» **WORK TO COMPLETE**:
Summarize the post below in two sentences.

» **TEXT**:
──────

Welcome to TechNet Blogs Sign in | Join | Help

Which servers are DOWN in my company, and which just have a heartbeat failure, RIGHT NOW?

 

 

 

 

 

In OpsMgr 2007, when a agent experiences a heartbeat failure, several things happen.  There are diagnostics, and possibly recoveries that are run.  Alerts, and possibly notifications go out.

But what happens if my Operations team misses on of these alerts?  What can I do to "spot check" agents with issues?

Well, any time an agent has a heartbeat failure, we gray out the state icon of the agents last known state for in each state view. 

However - you CAN create a State view that will turn Red or Yellow just like any other state views.  Simply create a new State View, and scope the class to Health Service Watcher (Agent).

I called mine Heartbeat State View:

image

This view will show us when any of the agent health service watcher monitors are unhealthy:  In my case - OWA and EXCH1 have issues.  OWA is DOWN, while EXCH1 agent healthservice is stopped.

image

However - here is the issue.  This view shows us when ANY monitor rolls up unhealthy state.... this includes heartbeat failures AND computer unreachable (server IP stack is down):

image

What if I want a State View - to ONLY show me computers that are DOWN.... as in... not heartbeating AND not responding to any PING?  Most customers consider this their "most critical situation".  Well, I haven't found an easy way to do that.... so I wrote a report which handles it.  This report will query the OpsDB for the state of the "Computer Not Reachable" monitor, and only display those servers.  It is based on the following query:

SELECT bme.DisplayName, s.LastModified as LastModifiedUTC, dateadd(hh,-5,s.LastModified) as 'LastModifiedCST (GMT-5)'
FROM state AS s, BaseManagedEntity as bme
WHERE s.basemanagedentityid = bme.basemanagedentityid AND s.monitorid
IN (SELECT MonitorId FROM Monitor WHERE MonitorName = 'Microsoft.SystemCenter.HealthService.ComputerDown')
AND s.Healthstate = '3' AND bme.IsDeleted = '0'
ORDER BY s.Lastmodified DESC

You can import this report if you have created a data source as shown in my previous post: 

http://blogs.technet.com/kevinholman/archive/2008/06/27/creating-a-new-data-source-for-reporting-against-the-operational-database.aspx

Import this report into your custom folder... and run it.  You can schedule it to receive it first thing every day... if you like the output:

image

*****  Update 6-30-08  I removed a section of the original query relating to maintenance mode.  We found that if a down server had never been in maintenance mode, the server would not show up in the report.  The query and report download have been updated to address this.

──────

Referring expression pointing data:

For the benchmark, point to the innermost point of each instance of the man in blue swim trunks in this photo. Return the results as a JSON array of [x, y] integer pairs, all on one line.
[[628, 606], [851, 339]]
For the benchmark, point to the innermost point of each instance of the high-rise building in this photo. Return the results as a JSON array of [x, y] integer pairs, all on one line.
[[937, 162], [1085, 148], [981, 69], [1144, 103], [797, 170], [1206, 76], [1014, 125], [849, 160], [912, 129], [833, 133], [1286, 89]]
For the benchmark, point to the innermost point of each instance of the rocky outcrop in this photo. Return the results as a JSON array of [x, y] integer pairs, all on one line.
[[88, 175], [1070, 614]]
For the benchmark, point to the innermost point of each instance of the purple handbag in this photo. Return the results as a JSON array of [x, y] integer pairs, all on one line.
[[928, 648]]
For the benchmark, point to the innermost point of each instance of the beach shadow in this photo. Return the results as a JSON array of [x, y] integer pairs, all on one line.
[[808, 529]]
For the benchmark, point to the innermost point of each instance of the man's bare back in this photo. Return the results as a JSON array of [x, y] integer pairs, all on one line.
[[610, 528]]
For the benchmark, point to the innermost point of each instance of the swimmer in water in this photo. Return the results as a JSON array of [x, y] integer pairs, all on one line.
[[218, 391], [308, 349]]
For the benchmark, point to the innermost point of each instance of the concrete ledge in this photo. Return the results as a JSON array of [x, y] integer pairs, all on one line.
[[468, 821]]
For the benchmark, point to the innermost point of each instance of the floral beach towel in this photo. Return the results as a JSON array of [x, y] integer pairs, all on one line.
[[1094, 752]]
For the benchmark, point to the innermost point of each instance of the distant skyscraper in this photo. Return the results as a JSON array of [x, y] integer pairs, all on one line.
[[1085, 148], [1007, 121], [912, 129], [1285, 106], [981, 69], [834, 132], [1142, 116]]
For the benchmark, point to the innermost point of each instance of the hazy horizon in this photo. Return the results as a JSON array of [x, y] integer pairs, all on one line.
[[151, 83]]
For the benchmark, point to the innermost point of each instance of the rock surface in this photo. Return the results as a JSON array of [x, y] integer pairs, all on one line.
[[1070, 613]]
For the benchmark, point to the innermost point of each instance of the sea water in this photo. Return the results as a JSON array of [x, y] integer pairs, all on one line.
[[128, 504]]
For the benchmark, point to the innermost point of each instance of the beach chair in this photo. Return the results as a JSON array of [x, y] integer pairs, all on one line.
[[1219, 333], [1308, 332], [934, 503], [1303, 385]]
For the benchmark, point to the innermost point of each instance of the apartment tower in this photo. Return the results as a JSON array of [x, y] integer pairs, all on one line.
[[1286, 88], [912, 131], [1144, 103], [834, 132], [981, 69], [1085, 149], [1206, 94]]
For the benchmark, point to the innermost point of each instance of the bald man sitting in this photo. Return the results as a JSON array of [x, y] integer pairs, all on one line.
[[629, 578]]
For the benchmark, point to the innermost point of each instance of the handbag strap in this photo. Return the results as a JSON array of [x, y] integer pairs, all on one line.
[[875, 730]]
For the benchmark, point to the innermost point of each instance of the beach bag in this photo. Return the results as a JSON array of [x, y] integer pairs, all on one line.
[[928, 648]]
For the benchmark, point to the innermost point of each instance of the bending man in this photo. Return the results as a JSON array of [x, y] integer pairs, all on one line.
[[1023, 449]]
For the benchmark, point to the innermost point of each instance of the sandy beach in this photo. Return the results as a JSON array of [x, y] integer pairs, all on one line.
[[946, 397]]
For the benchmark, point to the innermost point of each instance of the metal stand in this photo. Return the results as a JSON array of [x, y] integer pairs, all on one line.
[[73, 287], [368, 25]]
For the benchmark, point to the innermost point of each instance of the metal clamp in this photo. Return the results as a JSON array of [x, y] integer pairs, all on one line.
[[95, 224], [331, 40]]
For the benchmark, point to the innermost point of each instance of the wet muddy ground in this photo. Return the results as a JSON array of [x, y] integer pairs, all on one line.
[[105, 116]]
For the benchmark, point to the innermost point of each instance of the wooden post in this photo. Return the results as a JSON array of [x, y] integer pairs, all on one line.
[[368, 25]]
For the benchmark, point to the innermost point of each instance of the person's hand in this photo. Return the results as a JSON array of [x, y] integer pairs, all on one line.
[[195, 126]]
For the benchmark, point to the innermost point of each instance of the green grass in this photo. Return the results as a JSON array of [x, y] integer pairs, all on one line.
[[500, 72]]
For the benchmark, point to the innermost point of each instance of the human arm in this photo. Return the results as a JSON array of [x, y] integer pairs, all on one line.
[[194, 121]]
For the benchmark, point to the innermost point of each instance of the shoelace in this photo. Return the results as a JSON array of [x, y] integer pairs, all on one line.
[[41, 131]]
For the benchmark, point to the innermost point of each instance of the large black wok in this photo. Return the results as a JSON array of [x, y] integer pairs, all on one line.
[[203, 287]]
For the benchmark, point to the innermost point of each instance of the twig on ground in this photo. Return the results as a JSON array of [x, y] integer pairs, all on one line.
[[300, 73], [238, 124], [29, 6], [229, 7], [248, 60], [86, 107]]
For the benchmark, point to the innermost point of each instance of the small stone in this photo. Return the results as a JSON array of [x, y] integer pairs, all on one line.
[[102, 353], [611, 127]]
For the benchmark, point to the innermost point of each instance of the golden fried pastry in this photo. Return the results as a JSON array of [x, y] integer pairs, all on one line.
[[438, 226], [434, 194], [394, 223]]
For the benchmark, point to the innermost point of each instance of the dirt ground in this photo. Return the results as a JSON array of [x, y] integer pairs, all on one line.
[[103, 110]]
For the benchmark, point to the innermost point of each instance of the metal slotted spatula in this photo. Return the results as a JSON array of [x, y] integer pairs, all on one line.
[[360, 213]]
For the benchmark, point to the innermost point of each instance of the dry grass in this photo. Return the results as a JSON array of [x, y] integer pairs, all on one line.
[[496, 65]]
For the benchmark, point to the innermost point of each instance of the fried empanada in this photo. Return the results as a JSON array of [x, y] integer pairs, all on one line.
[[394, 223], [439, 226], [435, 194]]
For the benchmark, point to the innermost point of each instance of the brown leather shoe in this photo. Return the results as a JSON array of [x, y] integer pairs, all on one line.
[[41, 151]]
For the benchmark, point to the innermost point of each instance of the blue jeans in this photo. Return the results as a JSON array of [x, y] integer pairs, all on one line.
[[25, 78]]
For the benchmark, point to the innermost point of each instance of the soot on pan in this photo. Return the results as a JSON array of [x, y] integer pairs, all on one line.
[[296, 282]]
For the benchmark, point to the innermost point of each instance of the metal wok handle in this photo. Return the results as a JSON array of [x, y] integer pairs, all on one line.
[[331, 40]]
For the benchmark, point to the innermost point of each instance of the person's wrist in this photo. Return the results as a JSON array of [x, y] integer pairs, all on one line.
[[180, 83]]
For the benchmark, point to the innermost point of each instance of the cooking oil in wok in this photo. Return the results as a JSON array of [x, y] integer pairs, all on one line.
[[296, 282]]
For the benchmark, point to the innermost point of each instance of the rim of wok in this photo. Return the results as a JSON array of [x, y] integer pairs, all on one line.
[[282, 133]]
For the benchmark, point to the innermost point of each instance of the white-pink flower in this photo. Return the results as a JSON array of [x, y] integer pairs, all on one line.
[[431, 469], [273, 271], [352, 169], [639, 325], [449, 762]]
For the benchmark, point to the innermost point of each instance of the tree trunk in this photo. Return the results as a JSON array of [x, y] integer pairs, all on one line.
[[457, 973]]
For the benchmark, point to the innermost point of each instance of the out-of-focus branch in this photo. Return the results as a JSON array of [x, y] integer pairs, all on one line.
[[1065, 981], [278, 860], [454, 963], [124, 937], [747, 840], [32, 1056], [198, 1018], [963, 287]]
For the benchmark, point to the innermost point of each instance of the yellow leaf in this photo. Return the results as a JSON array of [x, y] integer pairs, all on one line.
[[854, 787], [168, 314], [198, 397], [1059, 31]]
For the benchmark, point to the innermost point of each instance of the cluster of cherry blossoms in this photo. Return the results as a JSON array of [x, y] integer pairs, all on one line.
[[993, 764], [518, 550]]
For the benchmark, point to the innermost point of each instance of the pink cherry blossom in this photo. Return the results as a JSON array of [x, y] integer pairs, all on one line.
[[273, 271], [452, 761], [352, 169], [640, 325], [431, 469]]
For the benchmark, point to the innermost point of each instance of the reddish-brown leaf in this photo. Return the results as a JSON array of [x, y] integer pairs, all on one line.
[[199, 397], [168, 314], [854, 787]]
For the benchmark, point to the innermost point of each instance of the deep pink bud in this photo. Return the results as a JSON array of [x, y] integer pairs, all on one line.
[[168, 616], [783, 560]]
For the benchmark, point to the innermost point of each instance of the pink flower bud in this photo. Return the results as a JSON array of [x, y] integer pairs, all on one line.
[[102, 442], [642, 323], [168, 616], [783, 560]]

──────

» **ANSWER AREA**:
In OpsMgr 2007, a State view scoped to the Health Service Watcher (Agent) class turns red or yellow when agents have problems, but it shows any unhealthy monitor, including both heartbeat failures and computer unreachable. To list only servers that are down, the author wrote a report that queries the OpsDB for the state of the "Computer Not Reachable" monitor, and the query was later updated to remove a maintenance-mode section that kept down servers that had never been in maintenance mode out of the report.